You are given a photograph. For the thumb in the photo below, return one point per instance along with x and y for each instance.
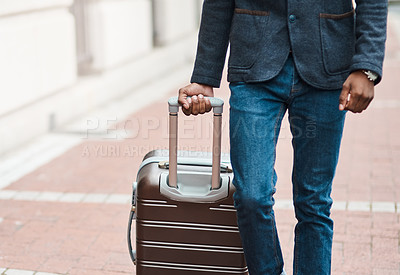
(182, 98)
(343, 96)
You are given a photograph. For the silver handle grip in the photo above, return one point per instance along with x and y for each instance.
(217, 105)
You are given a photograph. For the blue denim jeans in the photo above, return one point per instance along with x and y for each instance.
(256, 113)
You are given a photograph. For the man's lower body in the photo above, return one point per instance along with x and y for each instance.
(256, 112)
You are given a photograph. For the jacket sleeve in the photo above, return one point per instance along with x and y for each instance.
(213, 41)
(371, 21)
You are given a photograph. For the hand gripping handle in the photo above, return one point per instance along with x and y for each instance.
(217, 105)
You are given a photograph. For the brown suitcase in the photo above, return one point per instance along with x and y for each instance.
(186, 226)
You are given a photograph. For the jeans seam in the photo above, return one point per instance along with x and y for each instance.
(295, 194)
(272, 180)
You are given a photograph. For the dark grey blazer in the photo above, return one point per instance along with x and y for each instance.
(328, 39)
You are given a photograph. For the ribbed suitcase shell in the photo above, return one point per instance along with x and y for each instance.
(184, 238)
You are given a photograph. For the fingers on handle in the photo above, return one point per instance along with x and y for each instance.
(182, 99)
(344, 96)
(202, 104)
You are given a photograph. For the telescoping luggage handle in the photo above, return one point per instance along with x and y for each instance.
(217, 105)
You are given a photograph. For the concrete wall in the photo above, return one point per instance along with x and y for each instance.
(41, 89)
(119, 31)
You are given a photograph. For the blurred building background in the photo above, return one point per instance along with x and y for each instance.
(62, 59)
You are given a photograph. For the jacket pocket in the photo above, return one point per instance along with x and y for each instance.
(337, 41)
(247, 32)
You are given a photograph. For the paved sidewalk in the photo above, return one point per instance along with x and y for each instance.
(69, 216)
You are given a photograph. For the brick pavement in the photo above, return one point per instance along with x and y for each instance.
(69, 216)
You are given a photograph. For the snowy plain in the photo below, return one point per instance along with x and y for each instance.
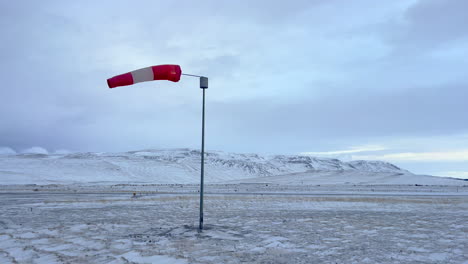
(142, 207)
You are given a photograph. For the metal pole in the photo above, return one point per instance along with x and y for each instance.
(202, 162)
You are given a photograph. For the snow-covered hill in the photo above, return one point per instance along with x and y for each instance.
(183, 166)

---

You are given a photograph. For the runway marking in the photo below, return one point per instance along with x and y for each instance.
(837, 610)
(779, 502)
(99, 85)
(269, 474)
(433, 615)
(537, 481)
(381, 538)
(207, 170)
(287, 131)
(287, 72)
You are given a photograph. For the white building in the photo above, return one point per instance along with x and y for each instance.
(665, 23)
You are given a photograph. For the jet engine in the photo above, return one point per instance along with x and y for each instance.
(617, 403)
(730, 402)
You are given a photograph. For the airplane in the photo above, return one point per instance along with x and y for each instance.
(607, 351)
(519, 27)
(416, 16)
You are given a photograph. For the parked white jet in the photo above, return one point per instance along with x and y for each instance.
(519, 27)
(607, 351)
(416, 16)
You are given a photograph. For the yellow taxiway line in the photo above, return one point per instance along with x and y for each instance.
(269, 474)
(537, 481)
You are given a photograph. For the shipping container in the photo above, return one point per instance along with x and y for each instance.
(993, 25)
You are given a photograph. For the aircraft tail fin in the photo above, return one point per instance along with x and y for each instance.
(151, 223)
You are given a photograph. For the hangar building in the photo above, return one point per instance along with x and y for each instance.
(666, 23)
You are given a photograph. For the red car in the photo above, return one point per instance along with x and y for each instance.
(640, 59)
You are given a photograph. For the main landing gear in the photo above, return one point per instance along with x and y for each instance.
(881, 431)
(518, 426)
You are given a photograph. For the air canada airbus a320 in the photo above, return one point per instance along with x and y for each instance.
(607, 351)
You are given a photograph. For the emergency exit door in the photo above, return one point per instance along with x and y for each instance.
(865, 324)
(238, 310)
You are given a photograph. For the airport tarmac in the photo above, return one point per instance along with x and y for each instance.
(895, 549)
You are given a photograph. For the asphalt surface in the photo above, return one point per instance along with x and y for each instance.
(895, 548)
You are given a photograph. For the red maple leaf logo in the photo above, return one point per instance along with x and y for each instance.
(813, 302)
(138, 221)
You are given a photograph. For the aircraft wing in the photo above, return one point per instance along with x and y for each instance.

— Exercise details —
Within the listing above, locate the line containing "You are given a photograph. For the main" and the line containing "You are given a photograph. For the aircraft wing". Reproduce those two lines and all lines between them exactly, with nothing added.

— Response below —
You are given a photograph. For the main landing gear in the photo above, return one point per instance along with x and y for each instance.
(881, 431)
(518, 426)
You are given a photograph. For the air canada airbus a320 in the photo above, return one point per instance along with x and y for each instance.
(607, 351)
You are given a photograph. For the emergency exit door in the photo above, return one point per instance along with x and y for each instance.
(865, 324)
(238, 310)
You are given a photograph. For the airport tarmac in the photo above, return one point per instance along with x and y for each instance.
(895, 549)
You are given a photograph. For the asphalt surface in the photo above, return one point per instance along with x and y for each instance.
(895, 548)
You are given a photograph. For the red maple leaf logo in the photo above, return one point per instance along with x and y for each instance.
(813, 302)
(138, 221)
You are given a photograph. For the aircraft wing in the photo above, return one point per instance along with x and y for each instance.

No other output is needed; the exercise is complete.